[Saved data entries]
________________________________________

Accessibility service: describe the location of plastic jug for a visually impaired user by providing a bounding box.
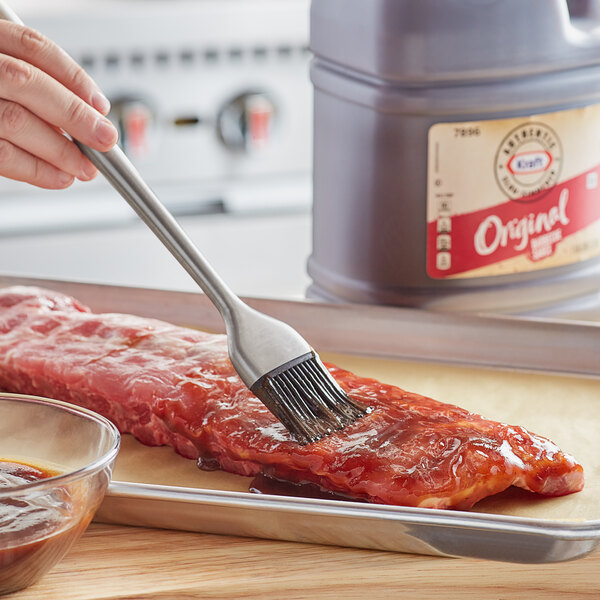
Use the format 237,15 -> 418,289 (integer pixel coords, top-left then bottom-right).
308,0 -> 600,311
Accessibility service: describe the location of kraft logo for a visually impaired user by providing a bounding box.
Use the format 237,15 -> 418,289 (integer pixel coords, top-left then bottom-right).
506,150 -> 552,175
494,121 -> 562,202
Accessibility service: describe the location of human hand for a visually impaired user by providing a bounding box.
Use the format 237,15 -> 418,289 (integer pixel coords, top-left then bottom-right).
0,20 -> 118,189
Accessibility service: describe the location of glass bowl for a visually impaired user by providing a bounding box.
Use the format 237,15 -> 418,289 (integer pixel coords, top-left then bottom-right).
0,393 -> 120,594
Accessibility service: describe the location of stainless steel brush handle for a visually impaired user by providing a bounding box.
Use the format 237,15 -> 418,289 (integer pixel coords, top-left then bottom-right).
0,0 -> 241,323
75,141 -> 241,322
0,0 -> 312,388
75,141 -> 312,388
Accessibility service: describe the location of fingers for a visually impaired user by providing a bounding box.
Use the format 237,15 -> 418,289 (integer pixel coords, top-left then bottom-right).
0,100 -> 97,181
0,55 -> 118,152
0,20 -> 118,189
0,140 -> 73,189
0,21 -> 110,115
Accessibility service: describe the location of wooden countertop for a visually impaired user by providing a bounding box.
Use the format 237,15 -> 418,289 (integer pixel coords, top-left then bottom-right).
6,523 -> 600,600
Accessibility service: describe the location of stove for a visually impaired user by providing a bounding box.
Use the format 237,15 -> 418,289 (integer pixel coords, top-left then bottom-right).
0,0 -> 312,235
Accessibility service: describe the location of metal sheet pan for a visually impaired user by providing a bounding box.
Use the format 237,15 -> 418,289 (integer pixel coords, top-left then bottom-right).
0,277 -> 600,563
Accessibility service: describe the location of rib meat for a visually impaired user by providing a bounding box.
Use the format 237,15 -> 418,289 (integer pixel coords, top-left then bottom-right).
0,287 -> 583,509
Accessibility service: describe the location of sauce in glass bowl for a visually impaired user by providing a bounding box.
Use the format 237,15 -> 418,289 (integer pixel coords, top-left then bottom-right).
0,458 -> 92,594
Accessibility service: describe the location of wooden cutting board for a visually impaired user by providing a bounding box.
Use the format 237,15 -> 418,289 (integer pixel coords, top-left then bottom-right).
6,524 -> 600,600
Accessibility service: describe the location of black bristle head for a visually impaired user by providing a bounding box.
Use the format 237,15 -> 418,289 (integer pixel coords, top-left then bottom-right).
252,353 -> 371,445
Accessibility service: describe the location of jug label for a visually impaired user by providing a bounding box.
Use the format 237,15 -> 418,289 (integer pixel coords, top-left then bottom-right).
427,104 -> 600,279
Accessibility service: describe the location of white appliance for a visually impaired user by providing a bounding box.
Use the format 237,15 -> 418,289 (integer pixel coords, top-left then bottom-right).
0,0 -> 312,234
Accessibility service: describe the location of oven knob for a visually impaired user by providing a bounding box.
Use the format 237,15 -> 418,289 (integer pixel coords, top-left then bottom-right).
217,92 -> 276,153
108,98 -> 154,161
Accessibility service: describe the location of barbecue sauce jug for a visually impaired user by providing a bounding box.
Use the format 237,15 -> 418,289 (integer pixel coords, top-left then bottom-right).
308,0 -> 600,312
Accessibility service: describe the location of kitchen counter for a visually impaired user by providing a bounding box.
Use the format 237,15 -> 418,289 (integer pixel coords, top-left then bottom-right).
7,523 -> 600,600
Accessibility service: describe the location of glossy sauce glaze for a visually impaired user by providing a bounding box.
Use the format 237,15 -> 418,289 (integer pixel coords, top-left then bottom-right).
0,287 -> 584,509
0,459 -> 79,594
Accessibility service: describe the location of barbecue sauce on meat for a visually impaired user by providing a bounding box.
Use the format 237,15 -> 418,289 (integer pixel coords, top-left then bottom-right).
0,459 -> 80,594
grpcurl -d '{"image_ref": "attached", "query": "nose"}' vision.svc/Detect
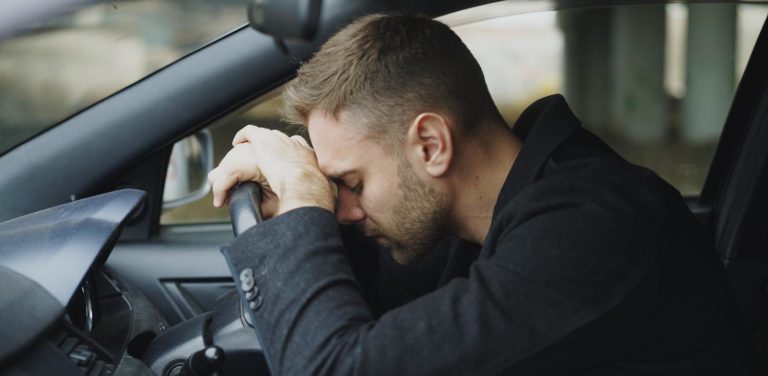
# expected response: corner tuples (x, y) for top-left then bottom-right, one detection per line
(336, 187), (365, 225)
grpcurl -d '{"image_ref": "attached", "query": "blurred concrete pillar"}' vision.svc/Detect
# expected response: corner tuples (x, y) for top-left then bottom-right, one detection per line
(682, 4), (736, 142)
(611, 6), (668, 142)
(557, 8), (613, 133)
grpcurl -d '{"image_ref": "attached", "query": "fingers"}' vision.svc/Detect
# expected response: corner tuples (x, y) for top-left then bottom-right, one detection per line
(232, 124), (294, 147)
(208, 168), (239, 208)
(208, 144), (266, 208)
(232, 124), (266, 146)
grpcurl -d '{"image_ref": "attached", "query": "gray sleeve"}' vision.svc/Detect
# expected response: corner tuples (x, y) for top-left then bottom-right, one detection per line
(220, 194), (649, 375)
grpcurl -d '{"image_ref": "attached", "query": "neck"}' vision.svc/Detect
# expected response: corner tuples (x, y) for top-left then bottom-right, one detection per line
(452, 120), (522, 245)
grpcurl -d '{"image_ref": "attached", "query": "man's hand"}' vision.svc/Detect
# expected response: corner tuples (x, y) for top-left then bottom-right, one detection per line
(208, 125), (334, 219)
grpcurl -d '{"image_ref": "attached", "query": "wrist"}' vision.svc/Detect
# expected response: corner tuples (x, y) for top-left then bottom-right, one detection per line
(277, 171), (335, 215)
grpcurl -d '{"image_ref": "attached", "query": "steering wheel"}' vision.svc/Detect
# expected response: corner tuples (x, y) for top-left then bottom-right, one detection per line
(229, 181), (263, 236)
(142, 182), (269, 376)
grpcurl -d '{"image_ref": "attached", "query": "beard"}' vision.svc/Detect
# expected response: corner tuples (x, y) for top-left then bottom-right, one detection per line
(366, 158), (450, 265)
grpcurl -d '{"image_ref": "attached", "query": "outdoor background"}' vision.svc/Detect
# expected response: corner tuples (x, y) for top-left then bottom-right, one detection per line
(0, 0), (768, 224)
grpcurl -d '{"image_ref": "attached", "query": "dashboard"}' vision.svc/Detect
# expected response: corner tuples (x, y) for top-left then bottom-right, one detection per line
(0, 189), (160, 375)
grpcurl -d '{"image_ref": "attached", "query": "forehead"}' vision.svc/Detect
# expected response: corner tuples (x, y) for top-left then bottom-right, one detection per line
(307, 111), (381, 176)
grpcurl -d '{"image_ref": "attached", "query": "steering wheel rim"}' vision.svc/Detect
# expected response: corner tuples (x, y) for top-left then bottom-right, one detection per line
(229, 181), (263, 236)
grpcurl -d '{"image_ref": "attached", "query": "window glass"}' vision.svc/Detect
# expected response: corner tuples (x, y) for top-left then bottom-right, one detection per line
(160, 90), (294, 224)
(446, 3), (768, 196)
(0, 0), (246, 154)
(161, 2), (768, 224)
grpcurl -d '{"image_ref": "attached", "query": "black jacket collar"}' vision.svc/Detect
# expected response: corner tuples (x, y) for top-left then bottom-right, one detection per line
(493, 94), (580, 219)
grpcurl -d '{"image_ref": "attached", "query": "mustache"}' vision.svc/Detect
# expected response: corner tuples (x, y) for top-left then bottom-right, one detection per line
(357, 223), (383, 238)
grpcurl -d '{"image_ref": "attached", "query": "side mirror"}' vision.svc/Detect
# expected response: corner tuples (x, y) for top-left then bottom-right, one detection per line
(163, 130), (213, 209)
(248, 0), (322, 41)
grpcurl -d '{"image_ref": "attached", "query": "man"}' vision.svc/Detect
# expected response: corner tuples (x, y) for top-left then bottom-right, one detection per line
(209, 15), (745, 375)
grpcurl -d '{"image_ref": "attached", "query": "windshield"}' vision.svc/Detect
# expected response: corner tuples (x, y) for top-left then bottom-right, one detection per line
(0, 0), (246, 154)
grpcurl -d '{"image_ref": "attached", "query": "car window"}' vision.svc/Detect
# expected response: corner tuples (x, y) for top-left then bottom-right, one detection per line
(160, 89), (296, 225)
(161, 2), (768, 224)
(444, 4), (768, 197)
(0, 0), (246, 154)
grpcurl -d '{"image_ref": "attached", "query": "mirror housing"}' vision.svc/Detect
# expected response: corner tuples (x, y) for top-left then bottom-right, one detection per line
(248, 0), (322, 41)
(163, 129), (213, 210)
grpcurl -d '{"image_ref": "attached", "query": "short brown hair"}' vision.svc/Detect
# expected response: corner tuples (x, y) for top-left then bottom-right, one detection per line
(283, 14), (498, 138)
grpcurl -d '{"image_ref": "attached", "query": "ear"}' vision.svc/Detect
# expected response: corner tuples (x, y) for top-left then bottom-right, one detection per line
(405, 112), (453, 177)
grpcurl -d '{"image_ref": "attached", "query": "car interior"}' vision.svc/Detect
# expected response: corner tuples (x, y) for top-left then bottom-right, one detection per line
(0, 0), (768, 375)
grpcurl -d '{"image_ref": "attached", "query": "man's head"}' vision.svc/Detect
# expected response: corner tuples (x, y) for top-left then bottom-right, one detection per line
(283, 15), (500, 263)
(283, 14), (498, 145)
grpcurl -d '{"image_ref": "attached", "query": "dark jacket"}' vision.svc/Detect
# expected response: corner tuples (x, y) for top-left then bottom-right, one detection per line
(226, 96), (745, 375)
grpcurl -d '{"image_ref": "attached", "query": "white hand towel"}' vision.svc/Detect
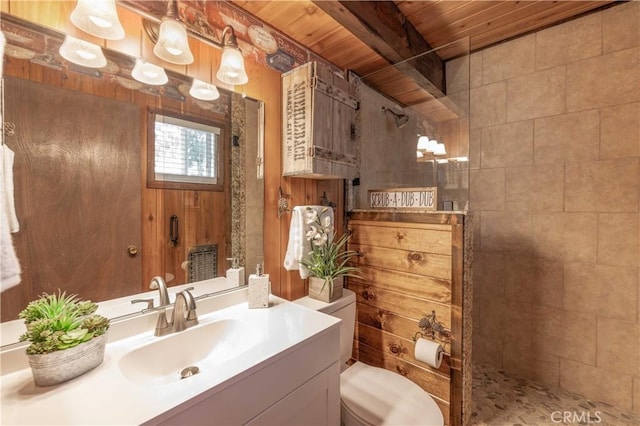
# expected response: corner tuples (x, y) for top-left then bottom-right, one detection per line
(0, 145), (20, 291)
(0, 32), (20, 291)
(284, 206), (333, 279)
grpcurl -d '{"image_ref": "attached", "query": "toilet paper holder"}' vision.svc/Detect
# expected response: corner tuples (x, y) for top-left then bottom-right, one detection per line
(413, 311), (451, 354)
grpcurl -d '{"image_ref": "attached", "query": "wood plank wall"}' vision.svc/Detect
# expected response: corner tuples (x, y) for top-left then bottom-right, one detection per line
(0, 0), (344, 299)
(348, 211), (471, 425)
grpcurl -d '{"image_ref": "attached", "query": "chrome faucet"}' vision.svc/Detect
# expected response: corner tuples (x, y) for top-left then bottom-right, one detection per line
(154, 287), (198, 336)
(149, 276), (171, 336)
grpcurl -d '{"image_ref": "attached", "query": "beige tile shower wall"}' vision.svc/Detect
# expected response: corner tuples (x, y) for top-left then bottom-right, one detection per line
(470, 2), (640, 413)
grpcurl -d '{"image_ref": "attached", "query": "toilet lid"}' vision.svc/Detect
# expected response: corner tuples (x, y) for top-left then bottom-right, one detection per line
(340, 362), (444, 426)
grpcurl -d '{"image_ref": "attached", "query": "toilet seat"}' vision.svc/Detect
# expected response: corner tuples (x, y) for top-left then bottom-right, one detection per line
(340, 362), (444, 426)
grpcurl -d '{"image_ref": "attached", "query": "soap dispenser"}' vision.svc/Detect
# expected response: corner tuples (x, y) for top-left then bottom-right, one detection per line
(227, 257), (245, 288)
(248, 263), (271, 308)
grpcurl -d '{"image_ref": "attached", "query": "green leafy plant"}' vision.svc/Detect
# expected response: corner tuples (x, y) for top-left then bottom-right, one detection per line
(18, 291), (109, 355)
(300, 207), (360, 294)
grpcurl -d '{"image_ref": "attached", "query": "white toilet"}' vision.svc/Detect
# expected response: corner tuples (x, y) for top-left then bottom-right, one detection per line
(294, 289), (444, 426)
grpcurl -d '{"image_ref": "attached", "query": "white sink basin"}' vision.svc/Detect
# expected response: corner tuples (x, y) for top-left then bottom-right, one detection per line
(119, 319), (262, 385)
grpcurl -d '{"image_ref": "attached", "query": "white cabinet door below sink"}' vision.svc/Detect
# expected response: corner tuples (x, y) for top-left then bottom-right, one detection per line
(249, 362), (340, 426)
(145, 325), (340, 426)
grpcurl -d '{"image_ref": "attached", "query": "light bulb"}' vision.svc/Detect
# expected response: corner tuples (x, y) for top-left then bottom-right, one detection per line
(131, 59), (169, 86)
(216, 47), (249, 85)
(189, 78), (220, 101)
(153, 17), (193, 65)
(59, 35), (107, 68)
(71, 0), (124, 40)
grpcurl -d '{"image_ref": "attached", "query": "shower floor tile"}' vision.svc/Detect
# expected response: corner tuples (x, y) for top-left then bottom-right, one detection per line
(471, 365), (640, 426)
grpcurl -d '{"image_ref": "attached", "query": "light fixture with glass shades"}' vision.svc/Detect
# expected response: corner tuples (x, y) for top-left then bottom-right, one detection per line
(142, 11), (249, 85)
(153, 0), (193, 65)
(59, 35), (107, 68)
(189, 78), (220, 101)
(131, 58), (169, 86)
(71, 0), (124, 40)
(216, 25), (249, 85)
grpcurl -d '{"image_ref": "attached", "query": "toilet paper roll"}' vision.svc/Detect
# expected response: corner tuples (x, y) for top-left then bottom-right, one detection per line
(414, 339), (444, 368)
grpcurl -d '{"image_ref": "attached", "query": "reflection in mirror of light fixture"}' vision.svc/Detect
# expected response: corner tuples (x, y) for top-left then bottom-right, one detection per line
(189, 78), (220, 101)
(71, 0), (124, 40)
(153, 0), (193, 65)
(433, 143), (447, 156)
(418, 136), (429, 151)
(216, 26), (249, 85)
(131, 59), (169, 86)
(59, 35), (107, 68)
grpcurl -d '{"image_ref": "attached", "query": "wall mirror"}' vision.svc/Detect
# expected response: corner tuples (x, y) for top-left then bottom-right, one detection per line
(1, 14), (264, 340)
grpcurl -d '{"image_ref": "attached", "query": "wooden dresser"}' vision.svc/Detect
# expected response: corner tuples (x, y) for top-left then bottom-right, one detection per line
(348, 211), (472, 425)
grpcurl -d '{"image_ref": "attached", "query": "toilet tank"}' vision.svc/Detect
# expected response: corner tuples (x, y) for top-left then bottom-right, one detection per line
(293, 288), (356, 369)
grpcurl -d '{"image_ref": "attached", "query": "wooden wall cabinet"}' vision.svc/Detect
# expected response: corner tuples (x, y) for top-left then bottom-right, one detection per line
(348, 211), (472, 425)
(282, 62), (358, 179)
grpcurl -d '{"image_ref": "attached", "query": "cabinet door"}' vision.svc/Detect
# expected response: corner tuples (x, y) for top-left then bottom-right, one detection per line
(248, 363), (340, 426)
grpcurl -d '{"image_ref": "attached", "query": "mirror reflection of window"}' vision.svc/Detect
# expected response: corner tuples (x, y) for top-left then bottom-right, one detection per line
(155, 115), (220, 184)
(147, 112), (224, 191)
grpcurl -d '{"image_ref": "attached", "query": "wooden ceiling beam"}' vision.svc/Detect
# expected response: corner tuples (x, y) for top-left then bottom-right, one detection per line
(312, 0), (446, 98)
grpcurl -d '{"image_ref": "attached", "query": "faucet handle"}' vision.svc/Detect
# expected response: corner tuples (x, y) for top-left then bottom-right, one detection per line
(181, 287), (198, 327)
(131, 299), (153, 309)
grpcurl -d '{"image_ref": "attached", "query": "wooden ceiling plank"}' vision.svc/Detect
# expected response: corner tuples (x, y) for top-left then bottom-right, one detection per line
(315, 1), (445, 96)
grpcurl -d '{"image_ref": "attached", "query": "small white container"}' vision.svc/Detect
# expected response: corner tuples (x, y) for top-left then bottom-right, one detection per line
(227, 257), (245, 288)
(248, 264), (271, 309)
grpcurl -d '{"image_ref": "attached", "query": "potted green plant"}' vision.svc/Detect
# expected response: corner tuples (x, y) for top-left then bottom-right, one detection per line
(18, 291), (109, 386)
(300, 207), (359, 302)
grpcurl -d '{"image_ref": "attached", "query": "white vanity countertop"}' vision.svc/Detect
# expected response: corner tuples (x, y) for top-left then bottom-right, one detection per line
(0, 277), (233, 346)
(0, 296), (340, 425)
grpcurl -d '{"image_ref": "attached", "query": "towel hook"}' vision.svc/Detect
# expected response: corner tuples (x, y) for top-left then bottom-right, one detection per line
(278, 186), (291, 219)
(320, 191), (336, 208)
(413, 311), (451, 352)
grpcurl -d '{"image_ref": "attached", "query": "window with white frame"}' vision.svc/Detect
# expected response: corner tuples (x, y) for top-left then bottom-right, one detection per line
(148, 113), (223, 190)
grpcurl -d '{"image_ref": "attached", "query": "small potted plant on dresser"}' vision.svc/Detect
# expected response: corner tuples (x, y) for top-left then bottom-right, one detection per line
(300, 207), (360, 302)
(18, 291), (109, 386)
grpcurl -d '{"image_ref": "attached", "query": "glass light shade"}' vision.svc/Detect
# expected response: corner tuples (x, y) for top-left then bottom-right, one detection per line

________________________________________

_What you will do_: Convert the lines above into a Markdown table with the columns "No." and "Line". Start with the line that contains "Accessibility service: describe the location of glossy", go through the line that contains "0,459 -> 80,594", number each row, and leave out any blank lines.

_Answer to this exercise_:
| No. | Line |
|---|---|
| 1 | Accessibility service: describe the location of glossy sauce glaze for a visually impaired user by providing a bounding box. |
| 2 | Use the format 237,15 -> 418,289 (integer pixel coords, top-left then bottom-right). |
| 3 | 0,287 -> 584,509 |
| 4 | 0,459 -> 79,594 |
| 5 | Accessibility service: describe the location of barbecue sauce on meat for a visually impaired user by providing a bounding box. |
| 6 | Use the format 237,15 -> 418,289 (integer pixel coords, top-left then bottom-right). |
| 7 | 0,459 -> 80,594 |